AUSGANGSTEXT:
Wer sich dieser neuen Protestbewegung nähern will, kommt an der berüchtigten App „Telegram“ nicht vorbei. Hier organisieren sich diverse Gruppen mit bis zu 10.000 Teilnehmern, die sich aus verschiedenen Strömungen speisen: Esoterik, Verschwörungstheorien, Antisemitismus, Fake News, aber vor allem Wut auf „die da oben“ treibt viele Protestierende an.
Wie eine Frau aus Wandsbek die Corona-Proteste in Hamburg antreibt
Und doch gibt es leitende Figuren. Eine alte Bekannte ist Selina Fullert. Sie war bis zum 1. Mai diesen Jahres die Pressesprecherin von Querdenken40 und stieg laut eigener Pressemitteilung wegen der „immer härter werdenden Repressalien für legale Demonstrationen” aus. „Querdenken“ wird mittlerweile bundesweit vom Verfassungsschutz beobachtet.

AUFLISTUNG:
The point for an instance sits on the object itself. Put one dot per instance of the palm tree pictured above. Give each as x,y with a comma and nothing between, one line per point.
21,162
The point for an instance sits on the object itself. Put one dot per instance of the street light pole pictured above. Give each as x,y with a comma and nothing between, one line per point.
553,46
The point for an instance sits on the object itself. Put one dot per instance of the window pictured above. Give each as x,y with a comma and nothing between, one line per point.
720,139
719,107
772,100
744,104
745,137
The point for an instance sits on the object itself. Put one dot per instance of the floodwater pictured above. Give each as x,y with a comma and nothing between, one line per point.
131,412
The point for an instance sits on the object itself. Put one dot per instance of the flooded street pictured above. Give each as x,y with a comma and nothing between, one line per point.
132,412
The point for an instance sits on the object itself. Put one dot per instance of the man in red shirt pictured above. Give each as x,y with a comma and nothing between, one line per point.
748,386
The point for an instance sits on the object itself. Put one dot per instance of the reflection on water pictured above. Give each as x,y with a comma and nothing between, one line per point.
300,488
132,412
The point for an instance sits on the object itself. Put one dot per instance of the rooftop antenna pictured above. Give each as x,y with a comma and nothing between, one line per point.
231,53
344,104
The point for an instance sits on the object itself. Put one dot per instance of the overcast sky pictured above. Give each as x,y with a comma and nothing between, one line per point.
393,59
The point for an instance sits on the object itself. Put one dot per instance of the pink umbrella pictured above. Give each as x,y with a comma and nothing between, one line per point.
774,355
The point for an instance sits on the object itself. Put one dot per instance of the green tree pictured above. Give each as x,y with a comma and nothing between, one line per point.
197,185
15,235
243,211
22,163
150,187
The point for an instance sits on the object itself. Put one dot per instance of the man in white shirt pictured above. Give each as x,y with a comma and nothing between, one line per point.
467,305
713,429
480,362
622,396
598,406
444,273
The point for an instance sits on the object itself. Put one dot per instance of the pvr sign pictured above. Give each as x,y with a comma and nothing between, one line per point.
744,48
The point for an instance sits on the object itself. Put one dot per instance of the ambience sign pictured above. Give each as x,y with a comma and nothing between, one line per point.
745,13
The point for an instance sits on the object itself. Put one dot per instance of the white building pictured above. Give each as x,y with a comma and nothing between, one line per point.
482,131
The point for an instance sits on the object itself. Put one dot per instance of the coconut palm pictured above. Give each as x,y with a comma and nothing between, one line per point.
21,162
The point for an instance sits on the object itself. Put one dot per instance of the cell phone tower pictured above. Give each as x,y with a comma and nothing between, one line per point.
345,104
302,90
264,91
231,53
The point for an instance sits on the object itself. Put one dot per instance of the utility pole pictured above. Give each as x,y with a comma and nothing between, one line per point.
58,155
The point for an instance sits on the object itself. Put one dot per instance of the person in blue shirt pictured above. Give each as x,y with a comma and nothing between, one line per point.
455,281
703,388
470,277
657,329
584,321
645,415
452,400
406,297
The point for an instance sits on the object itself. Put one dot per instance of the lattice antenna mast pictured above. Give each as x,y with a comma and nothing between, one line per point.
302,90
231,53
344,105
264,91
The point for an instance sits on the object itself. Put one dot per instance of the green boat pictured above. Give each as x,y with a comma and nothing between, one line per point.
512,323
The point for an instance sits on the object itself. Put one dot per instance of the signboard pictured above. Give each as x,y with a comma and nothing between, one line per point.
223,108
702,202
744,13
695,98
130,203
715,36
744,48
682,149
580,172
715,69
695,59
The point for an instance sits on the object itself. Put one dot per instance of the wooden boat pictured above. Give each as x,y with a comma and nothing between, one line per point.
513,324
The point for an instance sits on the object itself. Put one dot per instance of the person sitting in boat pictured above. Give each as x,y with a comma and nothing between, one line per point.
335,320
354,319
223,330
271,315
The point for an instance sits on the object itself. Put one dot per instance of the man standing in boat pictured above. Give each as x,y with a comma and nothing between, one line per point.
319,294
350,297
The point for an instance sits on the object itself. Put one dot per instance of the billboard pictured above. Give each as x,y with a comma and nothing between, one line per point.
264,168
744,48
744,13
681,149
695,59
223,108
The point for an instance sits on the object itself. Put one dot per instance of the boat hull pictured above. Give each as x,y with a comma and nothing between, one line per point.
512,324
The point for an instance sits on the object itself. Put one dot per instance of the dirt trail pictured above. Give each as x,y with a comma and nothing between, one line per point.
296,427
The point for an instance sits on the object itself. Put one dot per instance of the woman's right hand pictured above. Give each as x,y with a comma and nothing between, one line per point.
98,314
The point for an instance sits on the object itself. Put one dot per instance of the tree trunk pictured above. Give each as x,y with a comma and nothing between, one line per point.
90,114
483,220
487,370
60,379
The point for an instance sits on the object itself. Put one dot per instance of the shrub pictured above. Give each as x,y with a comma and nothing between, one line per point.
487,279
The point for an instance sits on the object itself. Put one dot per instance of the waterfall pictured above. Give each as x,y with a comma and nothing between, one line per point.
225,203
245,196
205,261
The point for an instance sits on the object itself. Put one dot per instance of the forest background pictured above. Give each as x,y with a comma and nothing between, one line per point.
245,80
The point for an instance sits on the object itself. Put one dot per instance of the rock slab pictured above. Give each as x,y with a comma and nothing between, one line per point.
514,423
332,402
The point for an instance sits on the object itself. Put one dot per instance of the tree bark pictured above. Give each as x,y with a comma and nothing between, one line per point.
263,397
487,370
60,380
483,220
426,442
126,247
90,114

DIE AUFGABE: Führe den Text über die Corona-Proteste in Hamburg nach seinem letzten Satz weiter. Die Zeilen braucht man hier nicht.

ENDGÜLTIGE ANTWORT:
Die zweifache Mutter aus Wandsbek, ehemals angestellt bei der Handwerkskammer, teilt fleißig Verschwörungstheorien und Falschinformationen auf ihrem Telegram-Kanal, der immerhin mehr als 1000 Abonnent:innen hat. Dort teilt sie z.B. Aufrufe an Reichsbürger, Querdenker, Hells Angels usw., sich doch bitte zu vereinen.
Corona-Proteste in Hamburg: Gewalt wird salonfähiger
Bisher sind die Proteste friedlich, doch die Behörden sehen sie mit Sorge. „In Hamburg ist der überwiegende Teil des Protestes derzeit noch nicht extremistisch, und auch Rechtsextremisten und Reichsbürger stellen wir als Mitläufer fest, diese wirken aber nicht steuernd oder prägend, aber wir registrieren sehr aufmerksam manch aggressive Intonierung und auch das wiederkehrende Widerstands-Narrativ“, sagt der Verfassungsschutz zur MOPO. Die „Querdenker“-Szene soll künftig noch stärker beobachtet werden.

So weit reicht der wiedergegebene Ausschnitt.